--- start GIVEN RECORDS ---

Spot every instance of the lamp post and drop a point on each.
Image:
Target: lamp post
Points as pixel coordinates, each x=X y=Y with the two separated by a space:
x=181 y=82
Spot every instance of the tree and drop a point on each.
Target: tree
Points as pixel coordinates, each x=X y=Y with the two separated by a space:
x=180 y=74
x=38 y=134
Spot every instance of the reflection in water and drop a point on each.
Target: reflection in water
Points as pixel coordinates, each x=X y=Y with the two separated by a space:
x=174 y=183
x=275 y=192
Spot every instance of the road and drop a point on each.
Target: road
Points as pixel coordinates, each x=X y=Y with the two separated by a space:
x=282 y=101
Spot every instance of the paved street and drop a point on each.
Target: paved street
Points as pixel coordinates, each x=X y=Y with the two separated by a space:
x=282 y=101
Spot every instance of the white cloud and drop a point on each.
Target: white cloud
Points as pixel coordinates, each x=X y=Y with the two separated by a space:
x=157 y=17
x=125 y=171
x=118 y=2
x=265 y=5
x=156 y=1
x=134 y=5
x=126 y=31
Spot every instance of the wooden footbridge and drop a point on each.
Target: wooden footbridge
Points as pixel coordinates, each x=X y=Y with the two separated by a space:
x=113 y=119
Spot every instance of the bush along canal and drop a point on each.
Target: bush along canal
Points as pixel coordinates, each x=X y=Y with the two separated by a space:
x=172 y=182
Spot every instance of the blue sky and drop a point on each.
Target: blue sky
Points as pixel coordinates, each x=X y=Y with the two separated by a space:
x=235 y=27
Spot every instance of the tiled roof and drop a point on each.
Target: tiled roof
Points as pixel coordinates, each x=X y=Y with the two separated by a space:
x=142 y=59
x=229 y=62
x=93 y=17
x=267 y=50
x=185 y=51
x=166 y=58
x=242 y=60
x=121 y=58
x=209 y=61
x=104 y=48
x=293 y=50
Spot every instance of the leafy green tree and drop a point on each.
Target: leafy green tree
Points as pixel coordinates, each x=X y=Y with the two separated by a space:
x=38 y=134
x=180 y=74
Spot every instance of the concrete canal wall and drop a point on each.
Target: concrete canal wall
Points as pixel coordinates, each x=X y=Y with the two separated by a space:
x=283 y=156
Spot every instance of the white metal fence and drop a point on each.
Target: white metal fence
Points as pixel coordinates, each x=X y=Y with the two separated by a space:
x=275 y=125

--- end GIVEN RECORDS ---

- **EXERCISE**
Copy the stretch of the listing from the line containing "Spot every instance of the concrete" through the end of the listing, including both ends, reproducing every line unchanged.

- **FULL ANSWER**
Spot every instance of the concrete canal wall and drop a point on each.
Target: concrete canal wall
Points as pixel coordinates, each x=X y=Y with the two separated by a space:
x=283 y=156
Spot every instance of the white metal fence and drop a point on each.
Target: white metal fence
Points as pixel coordinates, each x=X y=Y with the two separated by a space:
x=275 y=125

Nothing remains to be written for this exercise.